INSTRUCTION: Copy out word for word the lines of the items below, beginning with the line that contains "of the dark" and continuing through the final line of the items.

------------

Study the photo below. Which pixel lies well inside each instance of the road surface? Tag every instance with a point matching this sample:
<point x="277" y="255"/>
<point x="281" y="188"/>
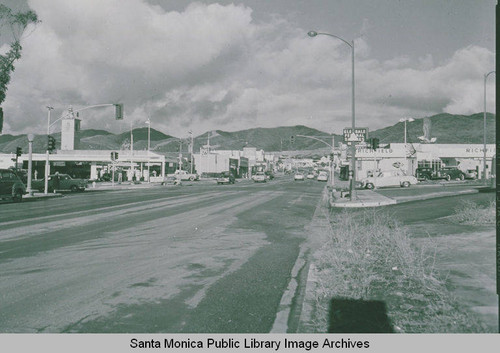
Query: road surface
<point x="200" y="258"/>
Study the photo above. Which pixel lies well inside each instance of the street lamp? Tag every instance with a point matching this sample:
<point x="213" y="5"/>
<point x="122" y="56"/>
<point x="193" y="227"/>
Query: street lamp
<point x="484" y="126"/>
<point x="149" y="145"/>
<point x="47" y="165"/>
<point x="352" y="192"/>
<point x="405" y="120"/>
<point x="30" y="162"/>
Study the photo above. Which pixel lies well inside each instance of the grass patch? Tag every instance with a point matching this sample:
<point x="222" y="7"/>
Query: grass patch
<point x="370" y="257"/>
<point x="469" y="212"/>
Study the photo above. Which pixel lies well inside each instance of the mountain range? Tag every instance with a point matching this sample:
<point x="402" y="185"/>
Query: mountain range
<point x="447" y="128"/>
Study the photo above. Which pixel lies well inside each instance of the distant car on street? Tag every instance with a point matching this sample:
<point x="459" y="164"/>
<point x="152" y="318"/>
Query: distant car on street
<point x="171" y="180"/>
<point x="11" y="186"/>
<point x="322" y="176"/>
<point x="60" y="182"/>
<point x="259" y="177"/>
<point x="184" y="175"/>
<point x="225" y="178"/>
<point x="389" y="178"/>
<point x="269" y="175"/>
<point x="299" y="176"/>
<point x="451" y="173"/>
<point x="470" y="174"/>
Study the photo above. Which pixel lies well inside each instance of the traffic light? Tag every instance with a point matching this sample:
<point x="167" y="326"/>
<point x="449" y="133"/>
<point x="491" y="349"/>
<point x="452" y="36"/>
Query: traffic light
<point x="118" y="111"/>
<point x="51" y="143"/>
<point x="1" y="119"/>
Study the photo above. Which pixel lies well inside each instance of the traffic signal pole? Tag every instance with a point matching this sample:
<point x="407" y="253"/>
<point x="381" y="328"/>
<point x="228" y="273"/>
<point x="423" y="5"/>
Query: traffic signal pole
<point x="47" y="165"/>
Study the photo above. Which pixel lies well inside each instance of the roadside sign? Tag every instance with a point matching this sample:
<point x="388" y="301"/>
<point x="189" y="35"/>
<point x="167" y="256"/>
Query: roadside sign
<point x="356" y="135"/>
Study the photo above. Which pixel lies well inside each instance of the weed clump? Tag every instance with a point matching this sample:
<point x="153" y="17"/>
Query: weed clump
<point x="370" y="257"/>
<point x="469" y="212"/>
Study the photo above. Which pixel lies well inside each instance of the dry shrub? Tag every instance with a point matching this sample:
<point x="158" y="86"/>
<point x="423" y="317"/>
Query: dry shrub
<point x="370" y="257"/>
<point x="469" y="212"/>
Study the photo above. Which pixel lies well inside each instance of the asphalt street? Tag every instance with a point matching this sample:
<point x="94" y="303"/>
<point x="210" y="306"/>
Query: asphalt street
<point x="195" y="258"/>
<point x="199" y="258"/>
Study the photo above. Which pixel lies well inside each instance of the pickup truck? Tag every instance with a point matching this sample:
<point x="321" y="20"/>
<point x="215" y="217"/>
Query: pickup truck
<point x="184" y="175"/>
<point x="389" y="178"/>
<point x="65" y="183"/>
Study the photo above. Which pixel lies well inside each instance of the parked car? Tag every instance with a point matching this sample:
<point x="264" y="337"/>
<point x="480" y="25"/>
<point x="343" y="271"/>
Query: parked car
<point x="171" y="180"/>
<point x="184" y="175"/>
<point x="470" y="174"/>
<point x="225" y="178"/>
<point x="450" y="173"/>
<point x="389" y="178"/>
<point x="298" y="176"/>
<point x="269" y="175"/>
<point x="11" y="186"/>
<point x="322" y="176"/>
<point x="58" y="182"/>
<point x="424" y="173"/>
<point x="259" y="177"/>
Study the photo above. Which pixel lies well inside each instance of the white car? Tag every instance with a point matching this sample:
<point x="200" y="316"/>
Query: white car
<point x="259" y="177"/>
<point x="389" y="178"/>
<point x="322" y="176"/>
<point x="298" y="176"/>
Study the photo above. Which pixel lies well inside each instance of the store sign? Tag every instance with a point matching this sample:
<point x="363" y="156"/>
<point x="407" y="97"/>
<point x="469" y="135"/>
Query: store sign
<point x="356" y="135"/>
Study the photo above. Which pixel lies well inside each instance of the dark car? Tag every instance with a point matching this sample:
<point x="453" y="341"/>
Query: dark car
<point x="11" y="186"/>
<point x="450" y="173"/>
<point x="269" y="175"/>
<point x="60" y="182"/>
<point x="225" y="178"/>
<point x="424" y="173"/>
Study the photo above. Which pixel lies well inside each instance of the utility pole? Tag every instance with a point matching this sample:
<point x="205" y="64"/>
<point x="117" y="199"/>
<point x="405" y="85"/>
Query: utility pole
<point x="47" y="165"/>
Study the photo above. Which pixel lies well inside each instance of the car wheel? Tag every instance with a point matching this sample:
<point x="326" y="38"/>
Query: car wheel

------------

RESULT:
Study the photo above. Which pixel lies well inside each instance of the dark car? Tag every instance with a point matching this sample:
<point x="453" y="341"/>
Query: dark car
<point x="11" y="186"/>
<point x="450" y="173"/>
<point x="269" y="175"/>
<point x="60" y="182"/>
<point x="225" y="178"/>
<point x="424" y="173"/>
Study the photo above. Which pixel lies well inside each instance of the utility pole? Tag every instance with a point matching this sample:
<point x="205" y="64"/>
<point x="117" y="199"/>
<point x="405" y="85"/>
Query: utility pole
<point x="47" y="165"/>
Study the photo above. Which pixel lies well inside each instance of the car wheel? Tag every instance with a point matching this sample:
<point x="326" y="38"/>
Query: car wheel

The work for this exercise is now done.